* Excerpt provided
____________
After the overall analyses, we aimed at examining whether the increased nest survival in close proximity of Ural owl nests was either due to their aggressive nest defence or direct exploitation of nest predators as food sources. For this purpose, we re-analysed the data including only the dummy nests that were at least 200 m from the Ural owl's nest box. At the first check, the model (G = 20.83, df = 6, P = 0.002) was significant, and the predation rates on the dummy nests increased significantly with the distance from the owl nest (Distance: G = 5.48, df = 1, P = 0.019; Owl territory: G = 16.92, df = 5, P = 0.005). At the second check (G = 13.77, df = 6, P = 0.032), distance still affected dummy nest ‘survival’ (Distance: G = 7.29, df = 1, P = 0.007; Owl territory: G = 7.576, df = 5, P = 0.181).

Figure 1.

Probability of dummy nest predation in relation to distance from Ural owl nests (N = 6). The thick line indicates that two territories had overlapping values.

Discussion

According to our results, the Ural owl has a strong protecting effect on dummy nests in the centre of its territory. In all of the six Ural owl territories, predation of dummy nests increased with increasing distance from the owl nest. Earlier studies have suggested that the breeding predators exclude other predators from the proximity of their nests either by aggressive nest defence or by exploiting them as food sources. In our study, the protecting effect of the Ural owl was evident even when we repeated the analyses by including only the dummy nests situated at least 200 m from the owl's nest. This indicates that the decrease in nest predation risk with decreasing distance from the Ural owl nests is not likely to be solely due to nest defence behaviour.

It has been found in several studies (Andrén 1992, Mönkkönen et al. 2000, see also reviews in Söderström, Pärt & Rydèn 1998 and Söderström 1999) that the nest predation rate is higher near the forest edge than in the middle of the forest. In our study, the dummy nest transects were orientated so that the possible edge effects could be controlled for rather than specifically studied. However, distance to the forest edge was added into the models when we studied whether dummy nest predation depends on the nest's position in relation to the owl territory. At the second check, about two weeks after the establishment of the line transects, the edge had a significant effect on the predicted direction, and also the effect of distance to the owl nest was significant. In between the first and the second check, the chicks had left five of the six Ural owl nests. As the Ural owls' defence areas possibly change as chicks fly away from the nest box, this might give nest predators more possibilities to enter the former owl territory and use the forest edges as hunting areas.
____________
* Rows from a point labeling set
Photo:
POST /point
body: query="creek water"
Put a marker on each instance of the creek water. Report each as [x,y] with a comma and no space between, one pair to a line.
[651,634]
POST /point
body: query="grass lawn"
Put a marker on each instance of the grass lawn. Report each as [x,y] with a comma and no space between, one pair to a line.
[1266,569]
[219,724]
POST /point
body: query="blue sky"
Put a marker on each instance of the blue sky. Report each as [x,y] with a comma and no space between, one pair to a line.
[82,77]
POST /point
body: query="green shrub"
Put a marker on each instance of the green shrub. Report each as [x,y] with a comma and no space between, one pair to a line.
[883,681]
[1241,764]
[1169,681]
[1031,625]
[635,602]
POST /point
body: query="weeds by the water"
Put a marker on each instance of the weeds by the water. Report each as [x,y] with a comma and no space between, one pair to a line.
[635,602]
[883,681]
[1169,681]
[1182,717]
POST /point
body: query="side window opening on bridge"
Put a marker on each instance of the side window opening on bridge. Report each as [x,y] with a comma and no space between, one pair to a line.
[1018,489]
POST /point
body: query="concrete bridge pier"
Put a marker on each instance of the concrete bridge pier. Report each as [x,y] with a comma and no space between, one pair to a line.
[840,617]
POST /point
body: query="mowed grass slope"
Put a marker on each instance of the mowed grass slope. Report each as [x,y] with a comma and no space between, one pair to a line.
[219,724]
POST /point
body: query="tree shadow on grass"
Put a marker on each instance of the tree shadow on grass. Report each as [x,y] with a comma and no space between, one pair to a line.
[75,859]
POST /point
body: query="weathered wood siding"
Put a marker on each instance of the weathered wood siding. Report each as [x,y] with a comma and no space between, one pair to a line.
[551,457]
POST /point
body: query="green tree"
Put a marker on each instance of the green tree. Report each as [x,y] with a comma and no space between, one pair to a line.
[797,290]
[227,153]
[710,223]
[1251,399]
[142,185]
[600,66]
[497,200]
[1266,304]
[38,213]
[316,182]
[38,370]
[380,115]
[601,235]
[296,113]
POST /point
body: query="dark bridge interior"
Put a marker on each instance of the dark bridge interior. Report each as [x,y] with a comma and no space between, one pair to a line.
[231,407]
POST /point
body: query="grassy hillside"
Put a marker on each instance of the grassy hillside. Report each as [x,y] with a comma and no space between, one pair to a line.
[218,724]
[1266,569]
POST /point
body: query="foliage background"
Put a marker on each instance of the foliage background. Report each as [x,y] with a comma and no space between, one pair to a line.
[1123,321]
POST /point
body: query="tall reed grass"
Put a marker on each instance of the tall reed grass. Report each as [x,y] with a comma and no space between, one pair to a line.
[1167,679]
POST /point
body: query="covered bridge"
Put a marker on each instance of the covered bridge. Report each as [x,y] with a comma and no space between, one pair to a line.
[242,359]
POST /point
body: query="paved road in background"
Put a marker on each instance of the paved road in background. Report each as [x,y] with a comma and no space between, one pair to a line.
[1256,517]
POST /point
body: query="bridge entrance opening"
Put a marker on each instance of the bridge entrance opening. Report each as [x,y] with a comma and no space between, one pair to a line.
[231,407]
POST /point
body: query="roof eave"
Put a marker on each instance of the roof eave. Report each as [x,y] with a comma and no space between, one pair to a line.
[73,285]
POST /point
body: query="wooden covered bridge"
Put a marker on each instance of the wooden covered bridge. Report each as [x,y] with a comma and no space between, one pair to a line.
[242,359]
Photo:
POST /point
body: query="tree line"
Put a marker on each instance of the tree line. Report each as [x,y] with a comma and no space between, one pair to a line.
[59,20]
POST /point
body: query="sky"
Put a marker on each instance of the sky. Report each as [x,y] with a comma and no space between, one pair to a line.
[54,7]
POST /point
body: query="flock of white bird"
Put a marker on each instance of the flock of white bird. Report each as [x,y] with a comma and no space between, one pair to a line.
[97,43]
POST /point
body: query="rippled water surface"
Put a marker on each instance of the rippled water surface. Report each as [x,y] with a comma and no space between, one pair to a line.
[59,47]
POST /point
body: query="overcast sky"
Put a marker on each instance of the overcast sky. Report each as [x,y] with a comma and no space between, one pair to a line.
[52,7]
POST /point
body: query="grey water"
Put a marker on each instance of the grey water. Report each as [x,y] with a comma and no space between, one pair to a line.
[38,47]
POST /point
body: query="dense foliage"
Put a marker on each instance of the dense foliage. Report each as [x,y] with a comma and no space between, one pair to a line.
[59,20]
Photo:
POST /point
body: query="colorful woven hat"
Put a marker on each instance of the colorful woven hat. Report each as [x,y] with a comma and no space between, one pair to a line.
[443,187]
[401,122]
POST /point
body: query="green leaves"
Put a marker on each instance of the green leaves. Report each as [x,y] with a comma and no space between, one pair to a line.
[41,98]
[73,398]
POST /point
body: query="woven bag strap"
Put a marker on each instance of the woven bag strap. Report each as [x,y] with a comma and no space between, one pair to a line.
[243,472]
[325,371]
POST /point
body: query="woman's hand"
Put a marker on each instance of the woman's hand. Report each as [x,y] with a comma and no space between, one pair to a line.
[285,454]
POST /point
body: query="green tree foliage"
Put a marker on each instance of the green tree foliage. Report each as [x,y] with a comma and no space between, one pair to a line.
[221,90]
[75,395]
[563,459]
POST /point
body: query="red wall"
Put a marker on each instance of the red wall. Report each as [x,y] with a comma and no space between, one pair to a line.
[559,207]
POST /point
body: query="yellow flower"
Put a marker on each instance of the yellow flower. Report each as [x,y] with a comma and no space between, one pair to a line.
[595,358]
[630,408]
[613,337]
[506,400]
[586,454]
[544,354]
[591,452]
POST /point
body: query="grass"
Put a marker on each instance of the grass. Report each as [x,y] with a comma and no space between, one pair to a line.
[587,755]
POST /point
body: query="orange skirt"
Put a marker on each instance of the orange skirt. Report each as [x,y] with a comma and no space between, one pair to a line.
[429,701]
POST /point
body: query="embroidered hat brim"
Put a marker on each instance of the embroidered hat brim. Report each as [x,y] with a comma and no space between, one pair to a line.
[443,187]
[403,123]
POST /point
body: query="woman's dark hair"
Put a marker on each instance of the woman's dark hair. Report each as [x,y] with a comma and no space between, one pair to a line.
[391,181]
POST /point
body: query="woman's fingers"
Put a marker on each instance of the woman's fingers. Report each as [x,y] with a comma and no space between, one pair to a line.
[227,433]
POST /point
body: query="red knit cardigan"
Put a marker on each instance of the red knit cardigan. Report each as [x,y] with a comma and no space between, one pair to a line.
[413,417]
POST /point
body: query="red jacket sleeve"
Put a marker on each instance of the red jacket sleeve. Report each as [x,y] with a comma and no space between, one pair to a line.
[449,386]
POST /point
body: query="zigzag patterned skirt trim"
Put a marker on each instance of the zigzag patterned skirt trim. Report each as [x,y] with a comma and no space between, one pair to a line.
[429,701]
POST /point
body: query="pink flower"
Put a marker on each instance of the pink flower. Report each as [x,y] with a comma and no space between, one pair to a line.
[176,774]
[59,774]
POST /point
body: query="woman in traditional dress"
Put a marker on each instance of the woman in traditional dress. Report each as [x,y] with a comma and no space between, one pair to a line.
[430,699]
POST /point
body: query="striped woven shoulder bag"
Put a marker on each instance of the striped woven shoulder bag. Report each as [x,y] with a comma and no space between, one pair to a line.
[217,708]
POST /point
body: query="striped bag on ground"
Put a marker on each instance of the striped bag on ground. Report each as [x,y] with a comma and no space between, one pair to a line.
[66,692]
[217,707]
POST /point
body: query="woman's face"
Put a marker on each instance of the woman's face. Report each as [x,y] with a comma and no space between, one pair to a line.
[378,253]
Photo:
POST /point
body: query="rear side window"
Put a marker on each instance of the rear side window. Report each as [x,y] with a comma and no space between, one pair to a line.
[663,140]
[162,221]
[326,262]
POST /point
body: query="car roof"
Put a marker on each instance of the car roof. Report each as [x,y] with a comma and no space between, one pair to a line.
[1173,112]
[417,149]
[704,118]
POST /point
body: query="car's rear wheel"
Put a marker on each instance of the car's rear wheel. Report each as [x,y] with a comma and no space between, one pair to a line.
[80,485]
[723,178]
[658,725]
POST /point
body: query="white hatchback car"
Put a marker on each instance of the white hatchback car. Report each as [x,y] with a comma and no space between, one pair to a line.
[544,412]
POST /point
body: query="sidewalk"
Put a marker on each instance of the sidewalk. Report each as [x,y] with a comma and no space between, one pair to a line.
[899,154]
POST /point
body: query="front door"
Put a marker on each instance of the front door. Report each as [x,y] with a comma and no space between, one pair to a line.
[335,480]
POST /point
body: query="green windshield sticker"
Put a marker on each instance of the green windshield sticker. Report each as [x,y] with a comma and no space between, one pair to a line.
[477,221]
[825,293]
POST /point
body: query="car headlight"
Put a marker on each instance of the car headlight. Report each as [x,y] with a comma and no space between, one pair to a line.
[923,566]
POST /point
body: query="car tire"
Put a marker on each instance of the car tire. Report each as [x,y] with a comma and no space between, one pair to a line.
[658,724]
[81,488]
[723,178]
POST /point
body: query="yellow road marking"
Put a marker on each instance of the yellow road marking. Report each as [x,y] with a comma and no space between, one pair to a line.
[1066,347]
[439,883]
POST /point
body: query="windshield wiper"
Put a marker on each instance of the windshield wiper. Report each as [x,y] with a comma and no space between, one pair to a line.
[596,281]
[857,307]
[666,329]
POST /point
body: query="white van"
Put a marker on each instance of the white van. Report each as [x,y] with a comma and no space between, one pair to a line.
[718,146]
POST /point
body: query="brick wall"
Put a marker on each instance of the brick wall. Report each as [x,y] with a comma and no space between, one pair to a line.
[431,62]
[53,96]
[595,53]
____________
* What you need to do
1. In the passage on Ural owls and dummy nest predation, quote the part that opens with the words containing "Probability of dummy" and closes with "had overlapping values.".
2. According to the Ural owl passage, how far from the owl's nest box did dummy nests have to be to stay in the re-analysis?
3. Carry on the passage about Ural owls and dummy nest predation from where it stops.

* Solved problems
1.
Probability of dummy nest predation in relation to distance from Ural owl nests (N = 6). The thick line indicates that two territories had overlapping values.

2. At least 200 m.

3.
Experiments that use dummy nests do not always lead to accurate rates of natural nest predation (see e.g. Willebrand & Marcström 1988). However, the dummy nests can give evidence of relative measures of nest predation in relation to the type of the landscape or location of the nest, as shown in our study. In most studies where dummy nests have been used, the effect of odour has been ignored (Mönkkönen et al. 2000, Andrén 1992, Norrdahl et al. 1995). This may have led to an overestimation of the effect of birds in nest predation in relation to other predators (Andrén 1992, Soderstrom et al. 1998). In our study, we used excrement and feathers as bedding in the dummy nests to mimic the smell of natural bird nests, in order to obtain more reliable estimates of natural predation rates.

Our results are more applicable to open-nesting than to hole-nesting birds, and further research should be carried out to ascertain whether the phenomenon could be valid in hole-nesting birds. Bird species that are in some way capable of protecting their nestlings from owl attacks could benefit from nesting in the vicinity of Ural owl nests. It could also be beneficial for nidifugous species, if females lead their chicks further away from owl nests within the first few days after hatching. For instance, curlews Numenius arquata have been found to nest closer to kestrel Falco tinnunculus nests than should be expected from random distribution (Norrdahl et al. 1995). Differences in the nest predator fauna in relation to the distance from Ural owl nests, which we also aimed at studying, would be an important area to investigate further. Moreover, breeding habitat selection of ground and hole-nesting birds, as well as nest predator densities, should be studied before detailed inferences on the effects of owl nests on bird community levels are made.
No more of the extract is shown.